Repeat every one of the rows below word for word, leaving the pictures out of your answer.

(Rows taken from a dataset)
════════════════════
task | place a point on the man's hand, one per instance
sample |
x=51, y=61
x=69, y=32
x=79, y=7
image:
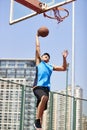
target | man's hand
x=65, y=53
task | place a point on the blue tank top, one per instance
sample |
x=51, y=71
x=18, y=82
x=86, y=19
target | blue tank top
x=44, y=71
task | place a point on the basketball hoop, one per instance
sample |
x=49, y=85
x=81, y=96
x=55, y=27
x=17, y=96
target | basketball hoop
x=57, y=14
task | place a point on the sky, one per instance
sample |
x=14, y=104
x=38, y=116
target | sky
x=18, y=41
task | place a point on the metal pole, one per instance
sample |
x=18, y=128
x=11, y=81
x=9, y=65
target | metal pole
x=73, y=61
x=66, y=96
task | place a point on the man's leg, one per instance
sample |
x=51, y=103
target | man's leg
x=40, y=110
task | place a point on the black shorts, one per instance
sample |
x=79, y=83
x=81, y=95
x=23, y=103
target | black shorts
x=39, y=92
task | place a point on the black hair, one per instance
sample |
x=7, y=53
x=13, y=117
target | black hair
x=47, y=54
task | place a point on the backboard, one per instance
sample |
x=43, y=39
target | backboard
x=24, y=9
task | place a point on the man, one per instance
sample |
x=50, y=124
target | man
x=41, y=86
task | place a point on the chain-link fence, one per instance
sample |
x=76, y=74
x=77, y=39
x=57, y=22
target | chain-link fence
x=18, y=108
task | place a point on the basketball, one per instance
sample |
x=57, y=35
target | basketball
x=43, y=31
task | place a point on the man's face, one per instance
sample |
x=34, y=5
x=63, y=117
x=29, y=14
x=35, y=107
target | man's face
x=45, y=58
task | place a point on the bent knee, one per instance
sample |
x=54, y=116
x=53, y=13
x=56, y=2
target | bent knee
x=44, y=98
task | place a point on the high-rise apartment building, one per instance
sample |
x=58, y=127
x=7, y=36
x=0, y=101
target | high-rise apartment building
x=61, y=109
x=17, y=102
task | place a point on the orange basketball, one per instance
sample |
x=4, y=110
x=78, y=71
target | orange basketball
x=43, y=31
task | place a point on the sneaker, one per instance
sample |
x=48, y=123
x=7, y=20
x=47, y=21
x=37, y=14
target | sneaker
x=37, y=124
x=43, y=6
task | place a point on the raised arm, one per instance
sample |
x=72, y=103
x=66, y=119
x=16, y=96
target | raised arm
x=37, y=54
x=64, y=66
════════════════════
◆ **SOLUTION BELOW**:
task | place a point on the man's hand, one per instance
sample |
x=51, y=61
x=69, y=32
x=79, y=7
image:
target | man's hand
x=65, y=53
task | place a point on the blue tank top, one per instance
sample |
x=51, y=71
x=18, y=82
x=86, y=19
target | blue tank top
x=44, y=71
task | place a point on the basketball hoop, one per instance
sample |
x=49, y=85
x=81, y=96
x=55, y=27
x=17, y=96
target | basketball hoop
x=57, y=14
task | place a point on the sky, one per instance
sample |
x=14, y=104
x=38, y=116
target | sky
x=18, y=41
task | place a point on the metal pole, one per instance
sample |
x=18, y=128
x=11, y=81
x=9, y=65
target | metal pole
x=73, y=61
x=66, y=96
task | place a point on the man's leg, one per instance
sample |
x=51, y=103
target | man's leg
x=40, y=110
task | place a point on the black shorts, one per instance
sample |
x=79, y=83
x=81, y=95
x=23, y=103
target | black shorts
x=39, y=92
task | place a point on the black hair, one per instance
sample |
x=7, y=53
x=13, y=117
target | black hair
x=47, y=54
task | place a point on the backboard, one per instance
sample |
x=43, y=39
target | backboard
x=24, y=9
task | place a point on the man, one per instance
sample |
x=50, y=124
target | man
x=41, y=86
task | place a point on the chain-link fence, one per instance
sample |
x=76, y=74
x=77, y=39
x=57, y=22
target | chain-link fence
x=18, y=108
task | place a point on the basketball, one per instance
sample |
x=57, y=35
target | basketball
x=43, y=31
task | place a point on the man's face, one per instance
sample |
x=34, y=5
x=63, y=117
x=29, y=14
x=35, y=107
target | man's face
x=45, y=58
task | place a point on the bent knee, one per instance
sample |
x=54, y=116
x=53, y=13
x=56, y=2
target | bent knee
x=44, y=98
task | place a point on the high-rise apartment building, one per instance
sample |
x=58, y=127
x=7, y=36
x=0, y=101
target | high-rise apartment building
x=61, y=109
x=17, y=102
task | place a point on the orange basketball, one per instance
sample |
x=4, y=110
x=78, y=71
target | orange basketball
x=43, y=31
task | place a point on the sneaker, one per instance
sample |
x=48, y=123
x=7, y=20
x=47, y=21
x=37, y=14
target | sneaker
x=37, y=124
x=43, y=6
task | place a point on the raised arm, one per instance
sample |
x=72, y=103
x=66, y=119
x=16, y=96
target | raised arm
x=37, y=54
x=64, y=66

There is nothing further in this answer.